▶ [Problems and tasks]
(1) Please copy the stretch from "He added that" through "police reached there." in the passage on the doctors' work abstention, keeping every word unchanged.
(2) Resume the passage on the doctors' work abstention, starting right after its last sentence.

(Passage for review Opens)

The doctors observed the work abstention programme responding to the call of Bangladesh Medical Association (BMA).
Some patients were seen waiting at a doctor’s chamber in the city’s Dhanmondi area in the morning but the doctor did not turn up.
 “My mother has been suffering from kidney and other diseases. I along with my brother have come from Dinajpur for my mother’s treatment. But after coming to the hospital I saw that there was no doctor there. I have been waiting since the morning,” Md Noman said at the Ibn Sina Diagnostic and Imaging Centre.
SM Towhidur Rahman, deputy manager of the diagnostic centre said, “We saw patients waiting in front of the doctors’ chamber for hours since this (Tuesday) morning”.
He added that the doctors enforced their work abstention up to 8:00pm.
Soon after Dhaka University student Afia Jahan Chaity died in the capital’s Central Hospital on Thursday, around a couple of hundred of her fellow students vandalised several rooms and equipment of the hospital and kept terrorising the entire facility until police reached there.
The DU authorities filed a case with Dhanmondi Police Station on charges of “negligence in treatment” accusing nine doctors and officials of the hospital. A doctor, arrested that night, got bail later, while others were granted bail on Monday.

(Passage for review Closes)
(Entries shown Opens)

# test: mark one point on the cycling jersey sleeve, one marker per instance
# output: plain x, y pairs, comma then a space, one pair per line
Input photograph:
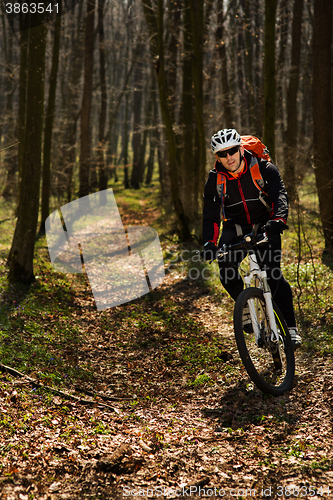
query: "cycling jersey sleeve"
276, 191
211, 211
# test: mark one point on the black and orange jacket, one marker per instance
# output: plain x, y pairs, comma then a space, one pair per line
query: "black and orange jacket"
242, 205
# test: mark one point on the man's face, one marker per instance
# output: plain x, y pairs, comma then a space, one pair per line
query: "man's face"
230, 157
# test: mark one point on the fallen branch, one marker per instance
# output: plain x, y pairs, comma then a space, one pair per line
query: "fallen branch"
58, 392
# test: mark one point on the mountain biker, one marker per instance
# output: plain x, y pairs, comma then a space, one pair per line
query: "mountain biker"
246, 208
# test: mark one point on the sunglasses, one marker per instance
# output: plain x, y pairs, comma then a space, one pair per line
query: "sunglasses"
230, 152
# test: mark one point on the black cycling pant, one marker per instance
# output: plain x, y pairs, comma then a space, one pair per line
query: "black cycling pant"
269, 255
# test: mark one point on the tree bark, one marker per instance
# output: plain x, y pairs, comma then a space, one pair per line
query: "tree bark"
155, 26
226, 95
49, 120
322, 115
24, 39
85, 143
102, 172
22, 250
269, 75
137, 106
197, 26
292, 125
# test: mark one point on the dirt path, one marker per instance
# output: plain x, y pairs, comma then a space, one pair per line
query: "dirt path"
170, 437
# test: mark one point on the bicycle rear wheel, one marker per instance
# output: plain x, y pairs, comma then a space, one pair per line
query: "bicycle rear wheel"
270, 365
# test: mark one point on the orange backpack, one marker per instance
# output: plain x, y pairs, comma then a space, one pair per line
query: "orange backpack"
258, 150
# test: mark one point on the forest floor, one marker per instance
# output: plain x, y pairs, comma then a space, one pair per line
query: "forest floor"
150, 399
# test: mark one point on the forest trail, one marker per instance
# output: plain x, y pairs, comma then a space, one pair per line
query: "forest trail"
187, 418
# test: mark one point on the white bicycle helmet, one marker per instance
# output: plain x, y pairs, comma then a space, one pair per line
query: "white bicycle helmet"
226, 138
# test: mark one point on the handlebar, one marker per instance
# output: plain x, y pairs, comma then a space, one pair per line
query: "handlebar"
248, 243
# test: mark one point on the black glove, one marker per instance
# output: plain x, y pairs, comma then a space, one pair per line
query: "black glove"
274, 227
209, 251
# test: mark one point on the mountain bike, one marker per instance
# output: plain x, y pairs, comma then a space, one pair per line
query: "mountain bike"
264, 343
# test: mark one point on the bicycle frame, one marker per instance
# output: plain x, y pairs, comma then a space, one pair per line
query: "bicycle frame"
256, 273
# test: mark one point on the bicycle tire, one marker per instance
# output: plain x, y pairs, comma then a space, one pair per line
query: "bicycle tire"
271, 373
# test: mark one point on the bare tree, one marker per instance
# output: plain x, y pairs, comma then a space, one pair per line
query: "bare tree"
322, 114
22, 250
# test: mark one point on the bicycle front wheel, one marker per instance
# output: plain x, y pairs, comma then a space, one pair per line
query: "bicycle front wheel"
270, 364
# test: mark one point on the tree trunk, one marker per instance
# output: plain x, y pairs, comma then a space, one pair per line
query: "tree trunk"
249, 65
24, 38
125, 145
102, 172
291, 132
71, 100
280, 65
226, 95
49, 120
269, 75
187, 139
155, 27
22, 250
137, 105
258, 71
8, 134
197, 24
322, 115
85, 157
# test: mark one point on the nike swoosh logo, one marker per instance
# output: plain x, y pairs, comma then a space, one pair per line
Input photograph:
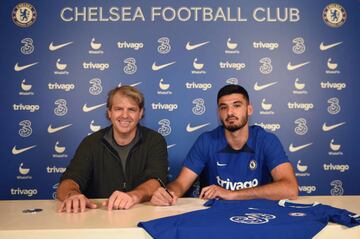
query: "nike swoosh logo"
291, 67
53, 130
91, 108
170, 146
154, 67
133, 85
293, 149
53, 47
324, 47
192, 129
221, 164
20, 68
261, 87
190, 47
19, 151
328, 128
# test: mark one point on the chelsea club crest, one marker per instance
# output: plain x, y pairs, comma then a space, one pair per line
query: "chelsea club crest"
24, 14
334, 15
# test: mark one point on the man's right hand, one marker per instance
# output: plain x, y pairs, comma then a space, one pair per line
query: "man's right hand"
75, 203
162, 198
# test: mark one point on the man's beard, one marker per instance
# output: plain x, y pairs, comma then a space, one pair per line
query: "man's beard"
235, 127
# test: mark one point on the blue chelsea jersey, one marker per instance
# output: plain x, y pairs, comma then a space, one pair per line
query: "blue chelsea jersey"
256, 219
213, 158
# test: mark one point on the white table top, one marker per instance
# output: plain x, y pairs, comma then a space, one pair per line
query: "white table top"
100, 223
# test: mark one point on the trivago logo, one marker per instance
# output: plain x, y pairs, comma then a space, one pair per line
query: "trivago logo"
98, 66
64, 87
335, 85
307, 189
54, 169
271, 127
202, 86
336, 167
28, 192
130, 45
227, 184
21, 107
267, 45
303, 106
160, 106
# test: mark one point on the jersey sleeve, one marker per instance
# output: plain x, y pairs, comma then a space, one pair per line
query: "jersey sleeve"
274, 151
197, 156
342, 216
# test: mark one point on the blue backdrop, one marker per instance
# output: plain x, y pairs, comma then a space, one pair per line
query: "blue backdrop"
298, 60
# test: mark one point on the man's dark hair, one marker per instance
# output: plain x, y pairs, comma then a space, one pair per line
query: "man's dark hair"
232, 89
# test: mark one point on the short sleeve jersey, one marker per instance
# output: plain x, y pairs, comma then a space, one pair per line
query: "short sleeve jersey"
213, 158
257, 219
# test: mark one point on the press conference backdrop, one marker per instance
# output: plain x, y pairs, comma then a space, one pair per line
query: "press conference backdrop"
298, 60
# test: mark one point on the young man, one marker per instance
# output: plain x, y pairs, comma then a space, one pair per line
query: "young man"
120, 162
236, 161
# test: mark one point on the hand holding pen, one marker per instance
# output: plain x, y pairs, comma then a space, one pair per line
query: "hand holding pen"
164, 186
162, 196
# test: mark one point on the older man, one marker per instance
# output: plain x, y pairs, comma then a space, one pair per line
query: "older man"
121, 162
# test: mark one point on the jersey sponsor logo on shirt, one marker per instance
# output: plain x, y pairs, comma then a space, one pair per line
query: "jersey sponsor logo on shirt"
253, 218
227, 184
253, 164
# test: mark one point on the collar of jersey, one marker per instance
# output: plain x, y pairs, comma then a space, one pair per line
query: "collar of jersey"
247, 148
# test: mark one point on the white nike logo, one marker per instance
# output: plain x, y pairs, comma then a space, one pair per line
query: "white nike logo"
154, 67
190, 47
91, 108
133, 85
53, 47
261, 87
293, 149
20, 68
170, 146
328, 128
294, 67
19, 151
220, 164
192, 129
324, 47
53, 130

(Entries shown Closes)

▶ [Written responses]
(1)
He added that the doctors enforced their work abstention up to 8:00pm.
Soon after Dhaka University student Afia Jahan Chaity died in the capital’s Central Hospital on Thursday, around a couple of hundred of her fellow students vandalised several rooms and equipment of the hospital and kept terrorising the entire facility until police reached there.

(2)
To protest all these, BMA has decided to abstain from private practices across the country on Tuesday. It also decided to wear black badges from 8:00am to 2:30pm till Thursday and hold human chain at noon on that day.
Meanwhile, the students of Dhaka University will hold a human chain in front of the Aparajeyo Bangla on the campus demanding punishment to the doctors for their mistreatment.
They also threatened tougher movement if their demand was not met. Chaity, 20, was admitted at the private hospital on May 17 after doctors there diagnosed her with “acute myeloblastic leukaemia”, a type of blood cancer, read her medical files. Just before she died the following day, doctors confirmed that she actually had dengue fever, claimed students.